Dataset content:

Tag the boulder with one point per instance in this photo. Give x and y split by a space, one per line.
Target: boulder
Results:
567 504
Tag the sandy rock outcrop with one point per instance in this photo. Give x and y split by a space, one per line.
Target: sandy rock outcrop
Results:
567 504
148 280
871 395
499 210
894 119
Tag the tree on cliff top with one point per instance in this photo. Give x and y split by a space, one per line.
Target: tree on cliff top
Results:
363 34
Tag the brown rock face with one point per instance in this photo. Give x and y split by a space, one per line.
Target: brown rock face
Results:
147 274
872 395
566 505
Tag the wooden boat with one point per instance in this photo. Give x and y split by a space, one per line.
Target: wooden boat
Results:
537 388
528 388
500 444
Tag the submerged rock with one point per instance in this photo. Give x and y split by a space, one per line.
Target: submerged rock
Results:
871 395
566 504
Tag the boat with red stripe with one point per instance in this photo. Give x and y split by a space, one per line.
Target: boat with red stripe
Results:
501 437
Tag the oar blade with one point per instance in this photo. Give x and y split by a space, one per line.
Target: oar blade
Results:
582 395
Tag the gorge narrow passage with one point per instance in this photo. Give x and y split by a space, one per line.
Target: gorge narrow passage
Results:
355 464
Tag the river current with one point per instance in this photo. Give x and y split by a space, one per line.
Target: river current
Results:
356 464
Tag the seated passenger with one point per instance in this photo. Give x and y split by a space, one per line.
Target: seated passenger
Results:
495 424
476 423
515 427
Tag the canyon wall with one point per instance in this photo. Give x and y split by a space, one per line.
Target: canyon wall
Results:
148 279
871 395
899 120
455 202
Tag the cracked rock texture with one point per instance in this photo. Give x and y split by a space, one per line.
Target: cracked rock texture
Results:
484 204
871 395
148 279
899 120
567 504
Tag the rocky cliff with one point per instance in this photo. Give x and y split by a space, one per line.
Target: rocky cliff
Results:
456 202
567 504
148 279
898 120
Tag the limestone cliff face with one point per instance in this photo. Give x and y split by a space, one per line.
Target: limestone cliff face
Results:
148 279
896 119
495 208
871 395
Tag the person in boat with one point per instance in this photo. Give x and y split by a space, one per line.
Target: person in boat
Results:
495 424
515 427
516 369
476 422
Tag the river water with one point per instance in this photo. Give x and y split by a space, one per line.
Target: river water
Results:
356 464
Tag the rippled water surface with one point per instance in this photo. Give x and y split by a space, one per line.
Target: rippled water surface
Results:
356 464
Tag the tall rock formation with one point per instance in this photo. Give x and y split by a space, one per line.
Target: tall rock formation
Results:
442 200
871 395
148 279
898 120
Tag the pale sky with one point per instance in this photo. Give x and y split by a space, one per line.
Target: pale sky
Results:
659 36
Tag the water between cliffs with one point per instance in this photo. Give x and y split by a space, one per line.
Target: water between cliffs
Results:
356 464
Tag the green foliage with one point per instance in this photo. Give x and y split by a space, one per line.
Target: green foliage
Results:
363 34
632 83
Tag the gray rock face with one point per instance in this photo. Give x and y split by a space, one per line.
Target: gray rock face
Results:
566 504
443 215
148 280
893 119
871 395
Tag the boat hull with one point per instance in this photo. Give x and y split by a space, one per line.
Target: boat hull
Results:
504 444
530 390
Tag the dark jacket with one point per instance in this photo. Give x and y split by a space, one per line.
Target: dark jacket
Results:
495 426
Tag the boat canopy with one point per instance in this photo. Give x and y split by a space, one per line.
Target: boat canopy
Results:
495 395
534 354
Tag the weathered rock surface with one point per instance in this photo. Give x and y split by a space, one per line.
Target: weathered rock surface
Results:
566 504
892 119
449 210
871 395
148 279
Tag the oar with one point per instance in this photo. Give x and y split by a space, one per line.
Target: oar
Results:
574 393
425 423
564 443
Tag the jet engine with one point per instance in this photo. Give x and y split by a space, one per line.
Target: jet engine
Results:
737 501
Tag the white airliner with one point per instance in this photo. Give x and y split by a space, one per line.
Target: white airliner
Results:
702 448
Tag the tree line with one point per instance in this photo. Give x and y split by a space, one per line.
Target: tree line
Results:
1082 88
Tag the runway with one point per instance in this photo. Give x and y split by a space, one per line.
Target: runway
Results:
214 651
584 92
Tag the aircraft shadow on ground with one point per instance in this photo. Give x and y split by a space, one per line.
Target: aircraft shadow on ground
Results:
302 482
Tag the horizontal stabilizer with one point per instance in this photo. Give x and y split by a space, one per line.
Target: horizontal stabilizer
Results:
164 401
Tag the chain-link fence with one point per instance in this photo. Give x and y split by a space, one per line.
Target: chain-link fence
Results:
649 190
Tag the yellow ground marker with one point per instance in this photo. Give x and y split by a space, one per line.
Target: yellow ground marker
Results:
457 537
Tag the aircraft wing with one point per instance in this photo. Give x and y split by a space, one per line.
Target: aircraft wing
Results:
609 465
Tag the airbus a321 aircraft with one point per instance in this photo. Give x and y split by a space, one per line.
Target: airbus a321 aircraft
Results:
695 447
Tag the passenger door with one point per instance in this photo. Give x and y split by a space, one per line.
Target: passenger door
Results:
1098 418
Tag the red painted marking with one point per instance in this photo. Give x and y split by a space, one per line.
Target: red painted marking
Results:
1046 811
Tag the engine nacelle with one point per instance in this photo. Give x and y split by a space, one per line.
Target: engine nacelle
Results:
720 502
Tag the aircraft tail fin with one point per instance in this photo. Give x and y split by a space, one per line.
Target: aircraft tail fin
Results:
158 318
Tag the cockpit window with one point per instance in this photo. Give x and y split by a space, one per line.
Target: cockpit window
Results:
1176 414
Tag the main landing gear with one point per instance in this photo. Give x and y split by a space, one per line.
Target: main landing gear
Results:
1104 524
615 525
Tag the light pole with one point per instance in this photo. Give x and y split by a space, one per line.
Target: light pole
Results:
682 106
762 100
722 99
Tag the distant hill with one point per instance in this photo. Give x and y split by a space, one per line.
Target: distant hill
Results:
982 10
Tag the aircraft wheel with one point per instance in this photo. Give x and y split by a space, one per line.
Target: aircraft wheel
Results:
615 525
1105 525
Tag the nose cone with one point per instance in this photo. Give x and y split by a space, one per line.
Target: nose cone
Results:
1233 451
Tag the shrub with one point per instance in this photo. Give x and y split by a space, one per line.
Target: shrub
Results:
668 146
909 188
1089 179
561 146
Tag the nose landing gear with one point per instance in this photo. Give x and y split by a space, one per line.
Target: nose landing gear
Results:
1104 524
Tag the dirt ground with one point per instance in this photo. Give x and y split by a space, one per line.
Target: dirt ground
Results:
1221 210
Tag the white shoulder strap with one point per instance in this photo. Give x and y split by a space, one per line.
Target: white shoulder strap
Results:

Challenge: Word for word, extract all the records.

Written answer:
Tag the boulder with one point per instance in this photo. Give x and y split by a space, one per line.
Target: boulder
Results:
567 504
Tag the sandy rock outcrop with one point per instance in this photo. Give x and y split by a space, one per line.
Target: sandy rock outcrop
Results:
567 504
148 280
871 395
499 210
894 119
Tag the tree on cliff top with one point per instance in this photo. Give x and y split by a space, one per line.
Target: tree on cliff top
Results:
363 34
Tag the brown rock face with one point per instance in this photo. Give x and y split by a space, one per line.
Target: brown rock face
Results:
147 274
872 395
566 505
Tag the wooden boat with one point per instance in this photo. Give x and y split by a space, one per line.
Target: wooden boat
Results:
537 388
528 388
500 444
Tag the submerged rock with one point per instance in this photo. Give x and y split by a space, one per line.
Target: submerged rock
Results:
871 395
566 504
Tag the boat with red stripe with one point per instance in this photo. Give x and y split by a space, one per line.
Target: boat with red stripe
Results:
501 437
Tag the oar blade with one point per instance in this photo. Give x and y split by a space, one per line.
Target: oar blade
Results:
582 395
Tag the gorge narrow passage with one point per instance in this photo. Give x and y split by a space, one per line.
Target: gorge narrow passage
Results:
355 464
Tag the river current with one point per instance in this photo. Give x and y split by a space, one per line.
Target: river current
Results:
356 464
Tag the seated passenger with one point per instance in this photo. Give x and y split by a space, one per line.
Target: seated passenger
Results:
495 424
476 423
515 427
Tag the canyon wall with one point per instance in this photo. Give x and y split by a space, one per line.
Target: canyon wall
Results:
148 279
871 395
899 120
455 202
Tag the cracked rock texture with one point per instance in this photo. Give x and y split by a space, one per line.
Target: cracked rock texture
Results:
484 204
871 395
148 279
899 120
567 504
Tag the rocky cliff with one point per instance in this photo. Give x and y split by a space, one per line.
Target: rocky cliff
Results:
456 202
567 504
148 279
898 120
Tag the limestone cliff face with one point per instance in this photo. Give x and y split by a space, one per line.
Target: limestone cliff face
Results:
148 279
896 119
495 208
871 395
Tag the person in boat with one point per instance in this photo. Give x and y split by a space, one per line.
Target: person in boat
Results:
495 424
515 427
516 369
476 422
Tag the river water with one point per instance in this photo. Give x and y split by a space, one per line.
Target: river water
Results:
356 464
Tag the rippled water surface with one point per instance in this photo. Give x and y split by a space, one per line.
Target: rippled water surface
Results:
356 464
Tag the tall rock formation with one point per instance in this photo. Give x and y split by a space, one per line.
Target: tall rock formation
Results:
442 200
871 395
148 279
898 120
Tag the pale sky with one point per instance in this photo. Give x and y split by a space, one per line.
Target: pale sky
Results:
659 36
Tag the water between cliffs with one point per instance in this photo. Give x and y split by a space, one per line.
Target: water between cliffs
Results:
356 464
Tag the green foliage with one point per instance in this photo. Give x and y split by a space, one per line.
Target: green foliage
Results:
363 34
632 83
Tag the gray rock face with one point per instance in this photo. Give x and y split by a space, one per line.
Target: gray rock face
Results:
566 504
443 215
148 280
893 119
871 395
Tag the boat hull with one point per instance in this photo. Give x and y split by a space, one per line.
Target: boat hull
Results:
504 444
530 390
Tag the dark jacket with one point per instance in this photo. Give x and y split by a space, one per line.
Target: dark jacket
Results:
495 426
Tag the boat canopy with one point per instance in this photo. Give x and y split by a space, one per line.
Target: boat canopy
Results:
495 395
534 354
Tag the weathered rock surface with one point per instance in this photo. Give x and y split by a space, one per line.
Target: weathered rock surface
Results:
566 504
892 119
449 210
871 395
148 279
Tag the oar with one point per instance in this photo. Give x and y split by a space, one per line.
Target: oar
Results:
574 393
425 423
564 443
Tag the jet engine with one point per instance in this photo. Give x and y split by a space, one per line.
Target: jet engine
Results:
737 501
Tag the white airliner with one point per instance in this photo. Give x and y split by a space, one per line.
Target: white airliner
Results:
702 448
Tag the tree line with one point per instance in this photo. Give x and y split by a space, one per line.
Target: tree line
Results:
1082 88
Tag the runway with one point per instance in this photo. Give x and y split by a space, one per line.
Target: runway
Results:
214 651
584 92
Tag the aircraft shadow on ground with one point per instance in this photo. Give x and y split by a space, one per line.
Target: aircraft shadow on ground
Results:
302 482
Tag the horizontal stabilizer with one point per instance in this photo. Give x and y split by a space, one per line.
Target: horizontal stabilizer
Results:
164 401
Tag the chain-link fence with one point per instance in this photo. Give x and y split by a space, one per line.
Target: chain-link fence
Results:
649 190
Tag the yellow ground marker with one point per instance in this photo. Give x and y split by a space, one per line.
Target: yellow ground marker
Results:
457 537
Tag the aircraft wing with one point per instance in this photo. Give x and y split by a space, one per line.
Target: aircraft wing
Results:
609 465
Tag the airbus a321 aircraft with one point per instance in this photo. Give x and y split by a space, one per line.
Target: airbus a321 aircraft
Results:
695 447
Tag the passenger door with one point per instance in this photo. Give x and y split by a space, one per line.
Target: passenger door
Results:
1098 418
Tag the red painted marking with one point per instance in this photo. Give x and y split by a space, one per line.
Target: red painted marking
Results:
1046 811
Tag the engine nacelle with one point per instance in this photo. Give x and y split by a space, one per line.
Target: engine nacelle
Results:
720 502
Tag the aircraft tail fin with one point per instance in this photo. Give x and y split by a space, one per line.
Target: aircraft tail fin
Results:
158 318
Tag the cockpit window with one point per instance in this photo. Give x and y split by a space, one per line.
Target: cockpit window
Results:
1176 414
Tag the main landing gear with one point per instance in this photo. Give x and y split by a space, one per line.
Target: main landing gear
Results:
1104 524
615 525
Tag the light pole with one point per instance in this photo. Give x and y split by a space, one per line.
Target: light pole
Results:
682 106
762 100
722 99
Tag the distant hill with one point per instance in this photo. Give x and y split by a space, one per line.
Target: distant hill
Results:
982 10
Tag the aircraft wheel with one point per instance in this photo. Give x and y split by a space, one per line.
Target: aircraft wheel
Results:
615 525
1105 525
Tag the nose cone with one point per instance in this photo. Give x and y split by a space, one per line.
Target: nose cone
Results:
1233 451
Tag the shrub with one point per instance in this photo. Give x and y split by a space, one per line.
Target: shrub
Results:
668 146
909 188
1089 179
561 146
Tag the nose landing gear with one point per instance in this photo. Give x and y split by a space, one per line.
Target: nose landing gear
Results:
1104 524
Tag the dirt ground with one point per instance in this photo. Give x and y split by a space, one per line.
Target: dirt ground
Results:
1221 210
Tag the white shoulder strap with one point per instance in this photo. Give x and y split by a space, one per line.
Target: white shoulder strap
Results:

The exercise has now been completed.